What you have to do: Repeat each record below exactly as given.

# START OF Records supplied

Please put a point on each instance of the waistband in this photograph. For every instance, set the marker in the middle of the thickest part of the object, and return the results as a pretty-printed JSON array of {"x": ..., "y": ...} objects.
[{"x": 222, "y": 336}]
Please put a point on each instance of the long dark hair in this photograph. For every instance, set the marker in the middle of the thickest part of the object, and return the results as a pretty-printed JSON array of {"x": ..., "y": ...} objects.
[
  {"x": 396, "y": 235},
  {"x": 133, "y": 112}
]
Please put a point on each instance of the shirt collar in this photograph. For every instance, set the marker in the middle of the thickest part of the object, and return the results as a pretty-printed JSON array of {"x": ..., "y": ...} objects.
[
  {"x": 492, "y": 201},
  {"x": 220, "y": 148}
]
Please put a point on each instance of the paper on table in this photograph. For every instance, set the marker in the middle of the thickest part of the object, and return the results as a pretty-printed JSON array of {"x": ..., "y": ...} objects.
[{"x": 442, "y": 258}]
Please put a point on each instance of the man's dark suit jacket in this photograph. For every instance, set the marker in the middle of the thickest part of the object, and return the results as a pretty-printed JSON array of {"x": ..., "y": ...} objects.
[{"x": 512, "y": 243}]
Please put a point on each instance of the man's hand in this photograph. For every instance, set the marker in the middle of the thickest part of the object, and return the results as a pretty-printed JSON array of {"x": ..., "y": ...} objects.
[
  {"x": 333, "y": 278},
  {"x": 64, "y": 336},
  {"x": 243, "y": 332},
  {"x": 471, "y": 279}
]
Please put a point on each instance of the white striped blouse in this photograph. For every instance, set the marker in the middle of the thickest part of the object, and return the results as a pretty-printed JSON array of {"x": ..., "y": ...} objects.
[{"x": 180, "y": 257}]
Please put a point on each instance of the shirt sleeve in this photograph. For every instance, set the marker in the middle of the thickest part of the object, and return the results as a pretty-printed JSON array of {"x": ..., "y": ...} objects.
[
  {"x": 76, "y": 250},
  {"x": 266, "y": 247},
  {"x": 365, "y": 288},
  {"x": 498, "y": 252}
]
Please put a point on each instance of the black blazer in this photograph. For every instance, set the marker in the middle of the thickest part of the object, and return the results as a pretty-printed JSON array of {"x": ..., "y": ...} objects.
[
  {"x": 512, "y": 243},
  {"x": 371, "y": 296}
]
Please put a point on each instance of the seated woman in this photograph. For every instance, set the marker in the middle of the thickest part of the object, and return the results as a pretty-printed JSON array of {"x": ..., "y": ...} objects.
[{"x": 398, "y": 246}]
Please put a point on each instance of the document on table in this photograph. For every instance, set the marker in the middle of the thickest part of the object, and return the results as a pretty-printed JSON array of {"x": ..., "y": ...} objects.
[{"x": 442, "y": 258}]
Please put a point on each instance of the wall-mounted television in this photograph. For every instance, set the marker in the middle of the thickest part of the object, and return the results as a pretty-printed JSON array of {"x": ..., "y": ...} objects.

# END OF Records supplied

Answer:
Please put a point on each instance of the waistband in this photograph. For every instance, set the marker in the middle of the thickest part of the object, and return the results as a pretty-printed JSON array of {"x": ..., "y": ...} objects.
[{"x": 222, "y": 336}]
Please put a point on each instance of the long dark hair in this photograph. For every instance, set the marker in the middle of the thickest part of the object, and return the results as a pretty-printed JSON array of {"x": ..., "y": ...} objects.
[
  {"x": 396, "y": 235},
  {"x": 133, "y": 112}
]
Please put a point on each instance of the shirt collar in this photograph. For every instance, set the marker in the middle of the thickest part of the object, and return the results as a pretty-printed JSON array of {"x": ..., "y": ...} objects.
[
  {"x": 492, "y": 201},
  {"x": 220, "y": 148}
]
Please put a point on each instance of the paper on table in this photograph. For every instance, set the marker in the middle of the thickest part of the object, and return the results as a pretty-printed JSON array of {"x": ..., "y": ...} objects.
[{"x": 442, "y": 258}]
Please put a point on each instance of the man's dark suit jacket in this photograph. For every instance, set the marker in the middle of the thickest part of the object, and return the results as a pretty-printed JSON array of {"x": ..., "y": ...} objects.
[{"x": 512, "y": 243}]
Please put a point on each instance of the man's hand in this photograph. For every instance, set the marker in the middle of the thickest part of the object, and return the results as a pretty-printed JSON array of {"x": ..., "y": ...} objects.
[
  {"x": 333, "y": 278},
  {"x": 64, "y": 336},
  {"x": 243, "y": 332},
  {"x": 471, "y": 279}
]
Please put a point on each instance of the white striped blouse in this photograph. For every instance, set the marker in the middle of the thickest part of the object, and return the results as a pretty-printed JSON array of {"x": ..., "y": ...} objects.
[{"x": 180, "y": 257}]
Please put a point on each instance of the shirt sleeve in this photograph. For every instance, set the marker in the middle of the thickest part of the object, and return the results as a pretty-printed JSON array of {"x": ..., "y": ...} objects.
[
  {"x": 76, "y": 250},
  {"x": 266, "y": 247},
  {"x": 365, "y": 288},
  {"x": 498, "y": 252}
]
Please put a point on each instance of the black blazer in this photograph. For every instance, set the marker in the middle of the thickest part of the object, and return the results as a pretty-printed JSON array of {"x": ..., "y": ...} objects.
[
  {"x": 512, "y": 243},
  {"x": 371, "y": 296}
]
Please put a point on each instance of the seated woman in this photograph. For every instance, set the marker in the middle of the thickest part of the object, and return the results as a pretty-printed JSON array of {"x": ..., "y": ...} objects.
[{"x": 398, "y": 246}]
Please put a point on each instance of the document on table in this photograph. For every instance, set the marker in the middle of the thickest part of the object, and return the results as a pretty-printed JSON array of {"x": ..., "y": ...} objects.
[{"x": 442, "y": 258}]
Please put a point on each instance of the wall-mounted television in this photograph. For every instance, set the marker in the middle of the thickest part of the object, and return the results as a pretty-printed JSON array of {"x": ..., "y": ...} objects.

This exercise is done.